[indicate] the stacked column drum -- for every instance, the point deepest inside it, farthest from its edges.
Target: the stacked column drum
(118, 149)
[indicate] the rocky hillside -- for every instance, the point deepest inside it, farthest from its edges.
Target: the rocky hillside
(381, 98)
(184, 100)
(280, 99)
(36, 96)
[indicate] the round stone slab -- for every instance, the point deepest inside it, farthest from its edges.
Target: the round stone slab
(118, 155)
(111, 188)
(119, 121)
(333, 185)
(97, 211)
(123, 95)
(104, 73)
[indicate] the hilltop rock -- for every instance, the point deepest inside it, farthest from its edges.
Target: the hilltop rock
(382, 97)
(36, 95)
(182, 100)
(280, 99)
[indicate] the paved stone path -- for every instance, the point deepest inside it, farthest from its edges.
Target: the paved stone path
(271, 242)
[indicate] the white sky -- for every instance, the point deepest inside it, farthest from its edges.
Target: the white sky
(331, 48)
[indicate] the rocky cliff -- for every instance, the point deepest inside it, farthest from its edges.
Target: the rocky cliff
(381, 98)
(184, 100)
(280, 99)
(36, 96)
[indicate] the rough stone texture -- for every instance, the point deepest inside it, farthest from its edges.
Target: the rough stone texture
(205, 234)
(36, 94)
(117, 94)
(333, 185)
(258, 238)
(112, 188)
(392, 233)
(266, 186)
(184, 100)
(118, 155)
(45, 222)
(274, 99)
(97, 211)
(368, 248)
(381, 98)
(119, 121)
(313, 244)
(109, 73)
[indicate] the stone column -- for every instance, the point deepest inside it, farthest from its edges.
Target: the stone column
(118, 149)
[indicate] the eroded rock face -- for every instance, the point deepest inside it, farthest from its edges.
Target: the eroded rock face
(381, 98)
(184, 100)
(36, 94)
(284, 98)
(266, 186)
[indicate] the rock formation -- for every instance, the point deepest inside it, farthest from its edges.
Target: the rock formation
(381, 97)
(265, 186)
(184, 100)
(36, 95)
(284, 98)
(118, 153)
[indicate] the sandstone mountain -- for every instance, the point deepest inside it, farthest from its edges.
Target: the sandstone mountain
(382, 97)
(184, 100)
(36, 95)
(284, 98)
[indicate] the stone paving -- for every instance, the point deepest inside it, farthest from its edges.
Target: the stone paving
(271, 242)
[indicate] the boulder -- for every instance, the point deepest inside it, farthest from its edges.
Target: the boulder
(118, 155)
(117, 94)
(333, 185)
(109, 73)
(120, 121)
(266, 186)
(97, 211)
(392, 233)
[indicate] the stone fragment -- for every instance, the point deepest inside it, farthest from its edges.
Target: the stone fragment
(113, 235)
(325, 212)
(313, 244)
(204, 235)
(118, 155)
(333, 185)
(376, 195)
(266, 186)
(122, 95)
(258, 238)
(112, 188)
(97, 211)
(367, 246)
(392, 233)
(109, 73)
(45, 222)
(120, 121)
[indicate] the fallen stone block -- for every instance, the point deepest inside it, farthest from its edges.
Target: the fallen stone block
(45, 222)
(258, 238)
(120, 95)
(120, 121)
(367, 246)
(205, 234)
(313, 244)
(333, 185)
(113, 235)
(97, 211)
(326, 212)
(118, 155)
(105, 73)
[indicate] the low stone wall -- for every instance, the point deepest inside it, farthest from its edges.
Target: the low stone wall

══════════

» GOAL: What needs duplicating is the run of lines from the one containing "[indicate] the stone paving" through the last line of the entries above, exact and complete.

» RESPONSE BELOW:
[indicate] the stone paving -- for every instance, the point deepest inside it, farthest from its edges.
Target: the stone paving
(271, 242)
[indicate] the boulder -- for every instance, the point deepest inside it, farthest from its edges.
Target: the boulder
(118, 155)
(117, 94)
(333, 185)
(109, 73)
(120, 121)
(266, 186)
(97, 211)
(392, 233)
[indicate] the stone fragment -- for every instance, the point deepest inside it, farthest from its edges.
Target: the stone fragment
(113, 235)
(325, 212)
(313, 244)
(204, 235)
(118, 155)
(333, 185)
(376, 195)
(266, 186)
(122, 95)
(258, 238)
(112, 188)
(97, 211)
(367, 246)
(392, 233)
(109, 73)
(45, 222)
(120, 121)
[indicate] the fallen stone block -- for every instance, the point deepest inside it, farthest from its edges.
Target: the fallen stone block
(45, 222)
(258, 238)
(120, 95)
(120, 121)
(367, 246)
(205, 234)
(313, 244)
(333, 185)
(113, 235)
(97, 211)
(326, 212)
(118, 155)
(105, 73)
[indicate] the low stone wall -- for every instance, the point deepest inside it, farthest from its edges.
Target: the low stone wall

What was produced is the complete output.